> For the complete documentation index, see [llms.txt](https://qc-ai-test.gitbook.io/qc-ai-test-docs/llms.txt). Markdown versions of documentation pages are available by appending `.md` to page URLs; this page is available as [Markdown](https://qc-ai-test.gitbook.io/qc-ai-test-docs/running-building-ai-models/onnxruntime.md).

# Run ONNX models

ONNX (Open Neural Network Exchange) is a standard format for exporting models — typically created in frameworks like PyTorch — so they can run anywhere. On Dragonwing devices you can use ONNX Runtime with AI Engine Direct to execute ONNX models directly on the NPU for maximum performance.

## onnxruntime wheel with AI Engine Direct

`onnxruntime` currently does not publish prebuilt wheels for aarch64 Linux with AI Engine Direct bindings - so you cannot install onnxruntime from PyPI. You can download prebuilt wheels here:

* [onnxruntime\_qnn-1.23.0-cp312-cp312-linux\_aarch64.whl](https://cdn.edgeimpulse.com/qc-ai-docs/wheels/onnxruntime_qnn-1.23.0-cp312-cp312-linux_aarch64.whl)

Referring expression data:

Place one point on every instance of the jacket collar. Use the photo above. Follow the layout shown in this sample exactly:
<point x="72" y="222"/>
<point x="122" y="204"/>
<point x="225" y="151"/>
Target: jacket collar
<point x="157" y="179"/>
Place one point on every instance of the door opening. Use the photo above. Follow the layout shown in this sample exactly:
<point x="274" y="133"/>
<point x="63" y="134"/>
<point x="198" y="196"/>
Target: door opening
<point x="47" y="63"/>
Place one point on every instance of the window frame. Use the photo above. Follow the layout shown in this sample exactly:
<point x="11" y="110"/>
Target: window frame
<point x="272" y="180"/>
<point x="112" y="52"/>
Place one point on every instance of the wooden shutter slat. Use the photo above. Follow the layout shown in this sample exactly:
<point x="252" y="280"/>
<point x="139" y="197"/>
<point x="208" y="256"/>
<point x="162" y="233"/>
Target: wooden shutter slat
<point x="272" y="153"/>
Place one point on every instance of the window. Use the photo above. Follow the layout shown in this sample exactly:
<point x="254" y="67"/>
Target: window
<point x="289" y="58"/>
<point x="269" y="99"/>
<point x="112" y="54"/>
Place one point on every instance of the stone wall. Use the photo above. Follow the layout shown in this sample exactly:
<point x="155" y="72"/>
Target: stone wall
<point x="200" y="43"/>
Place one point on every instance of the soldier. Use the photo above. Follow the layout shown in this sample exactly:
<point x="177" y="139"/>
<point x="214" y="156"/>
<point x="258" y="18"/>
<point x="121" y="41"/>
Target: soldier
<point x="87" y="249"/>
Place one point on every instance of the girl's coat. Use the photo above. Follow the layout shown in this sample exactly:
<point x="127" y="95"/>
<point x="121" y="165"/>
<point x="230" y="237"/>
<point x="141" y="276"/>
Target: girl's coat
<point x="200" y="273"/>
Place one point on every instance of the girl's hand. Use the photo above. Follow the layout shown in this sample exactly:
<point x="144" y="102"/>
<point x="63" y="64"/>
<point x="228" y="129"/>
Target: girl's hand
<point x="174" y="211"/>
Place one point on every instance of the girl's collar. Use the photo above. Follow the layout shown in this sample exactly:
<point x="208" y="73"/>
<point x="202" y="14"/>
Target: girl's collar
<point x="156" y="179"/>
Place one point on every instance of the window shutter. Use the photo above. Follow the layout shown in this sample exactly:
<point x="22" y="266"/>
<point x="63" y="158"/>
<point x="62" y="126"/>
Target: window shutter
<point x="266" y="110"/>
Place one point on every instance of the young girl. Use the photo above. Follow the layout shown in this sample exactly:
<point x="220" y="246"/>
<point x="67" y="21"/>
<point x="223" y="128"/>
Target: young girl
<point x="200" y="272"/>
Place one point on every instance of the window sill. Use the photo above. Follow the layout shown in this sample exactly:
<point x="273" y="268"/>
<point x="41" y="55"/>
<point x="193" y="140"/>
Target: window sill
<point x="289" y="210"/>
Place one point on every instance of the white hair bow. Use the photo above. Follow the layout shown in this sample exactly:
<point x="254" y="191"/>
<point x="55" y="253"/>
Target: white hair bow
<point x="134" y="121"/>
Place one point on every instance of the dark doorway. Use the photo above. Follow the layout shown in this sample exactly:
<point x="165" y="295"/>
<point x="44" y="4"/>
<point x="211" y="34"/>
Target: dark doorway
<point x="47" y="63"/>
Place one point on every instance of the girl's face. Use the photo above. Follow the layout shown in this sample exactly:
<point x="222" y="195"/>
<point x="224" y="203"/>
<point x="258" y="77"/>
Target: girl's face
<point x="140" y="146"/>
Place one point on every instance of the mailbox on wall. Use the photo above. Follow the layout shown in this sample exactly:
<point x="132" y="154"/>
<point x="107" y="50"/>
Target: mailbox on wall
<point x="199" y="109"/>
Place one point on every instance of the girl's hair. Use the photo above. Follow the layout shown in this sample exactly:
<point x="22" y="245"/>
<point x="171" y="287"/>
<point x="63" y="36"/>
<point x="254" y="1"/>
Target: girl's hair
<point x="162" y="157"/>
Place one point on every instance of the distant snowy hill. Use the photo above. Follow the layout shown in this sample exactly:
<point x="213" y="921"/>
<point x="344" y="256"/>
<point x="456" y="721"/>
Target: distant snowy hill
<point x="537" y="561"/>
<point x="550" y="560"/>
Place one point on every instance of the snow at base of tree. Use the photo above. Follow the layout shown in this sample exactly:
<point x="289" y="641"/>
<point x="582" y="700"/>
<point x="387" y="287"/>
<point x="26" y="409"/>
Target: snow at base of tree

## ABOUT THIS TASK
Answer these questions from the Run ONNX models page:
1. What does the abbreviation ONNX stand for?
2. What is appended to a page URL to get its Markdown version?
3. What version of onnxruntime_qnn is the linked prebuilt wheel?

## WORKED SOLUTION
1. Open Neural Network Exchange
2. `.md`
3. 1.23.0